#### Aim of the exercise:
Replace every "photo" with "image" in the items below, changing nothing else, and leave the pictures out of your answer.

(Records excerpted from a collection)
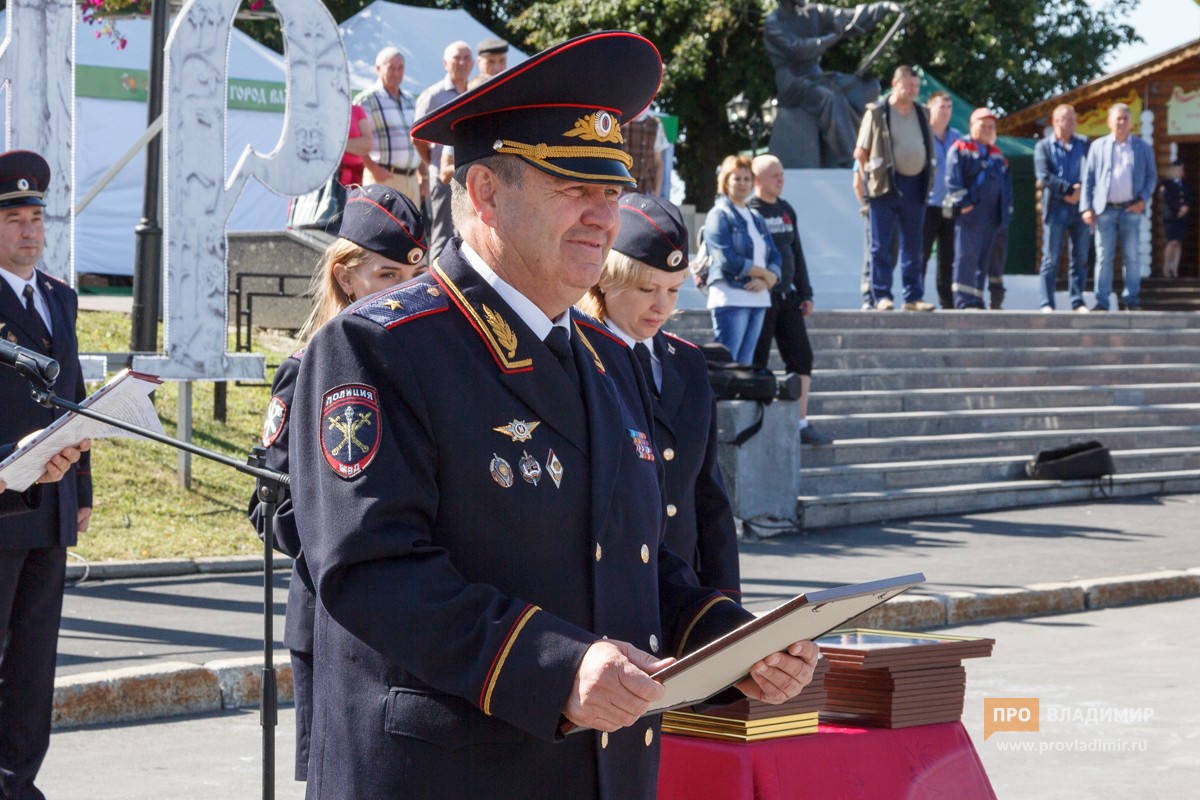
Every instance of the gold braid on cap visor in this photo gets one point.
(539, 154)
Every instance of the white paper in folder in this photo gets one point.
(125, 397)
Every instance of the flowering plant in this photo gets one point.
(101, 12)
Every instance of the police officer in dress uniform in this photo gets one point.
(981, 187)
(36, 312)
(635, 296)
(381, 244)
(478, 493)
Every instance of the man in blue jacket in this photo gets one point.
(1119, 179)
(1059, 164)
(978, 180)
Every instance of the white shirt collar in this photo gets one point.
(538, 322)
(19, 283)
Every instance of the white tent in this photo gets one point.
(420, 34)
(111, 113)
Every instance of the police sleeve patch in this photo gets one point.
(273, 423)
(349, 428)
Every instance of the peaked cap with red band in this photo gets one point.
(561, 110)
(24, 176)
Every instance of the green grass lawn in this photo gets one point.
(141, 509)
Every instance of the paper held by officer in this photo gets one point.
(125, 397)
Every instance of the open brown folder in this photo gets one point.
(720, 663)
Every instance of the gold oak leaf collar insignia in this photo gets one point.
(504, 335)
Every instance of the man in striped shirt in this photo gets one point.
(390, 113)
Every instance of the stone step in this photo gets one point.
(931, 338)
(949, 320)
(1003, 358)
(850, 509)
(823, 481)
(945, 422)
(994, 444)
(985, 377)
(1005, 397)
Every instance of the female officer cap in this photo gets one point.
(384, 221)
(652, 232)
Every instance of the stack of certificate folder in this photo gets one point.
(888, 679)
(754, 720)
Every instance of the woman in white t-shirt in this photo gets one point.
(744, 265)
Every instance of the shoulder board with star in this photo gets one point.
(681, 340)
(53, 281)
(403, 304)
(594, 324)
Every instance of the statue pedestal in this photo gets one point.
(796, 139)
(831, 232)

#### Correct answer:
Every instance of the gold braid on cap visor in this image gets one point.
(539, 154)
Every instance of the white paper in folder in this image gets one point.
(125, 397)
Every instance of the flowering plant in this image gets one point.
(101, 12)
Every instance of the police officer in dress uniform in this image gets one point.
(981, 187)
(36, 312)
(635, 296)
(381, 244)
(478, 493)
Every instance of the man in blue jacket in this image gets one point.
(1119, 179)
(1059, 164)
(978, 180)
Every instance of the white shirt collar in this image gets one point.
(538, 322)
(19, 283)
Every instance of the white tent in this image gets one point.
(420, 34)
(111, 113)
Every instance of the police sleeve patch in this image gets one point.
(273, 423)
(349, 428)
Every instance of the peaked cap with red band in this image gets one point.
(561, 110)
(24, 176)
Every instance of the green grass lawn in this image gets one point.
(141, 509)
Every instance of the paper held by officer in this image gets one point.
(125, 397)
Every instance of the open brown folder in this image gets one point.
(720, 663)
Every instance of the gold oak leaf collar insignia in this image gets one point.
(504, 335)
Every instance of the man in striped shirt in this image gets one point.
(390, 113)
Every instance of the stone step in this image gets one point.
(931, 338)
(949, 320)
(1003, 358)
(850, 509)
(823, 481)
(945, 422)
(994, 444)
(985, 377)
(1005, 397)
Every instance of the female officer cap in this image gets one point.
(384, 221)
(652, 232)
Every instance of the stack of certificate folder in this image gets one point.
(888, 679)
(754, 720)
Every instance of the woman in white t-shirt in this image gets one point.
(744, 265)
Every instance of the shoulder board with star in this image gets one point.
(681, 340)
(53, 281)
(403, 304)
(594, 324)
Every instance of the statue pedestal in this image gets one point.
(796, 139)
(831, 232)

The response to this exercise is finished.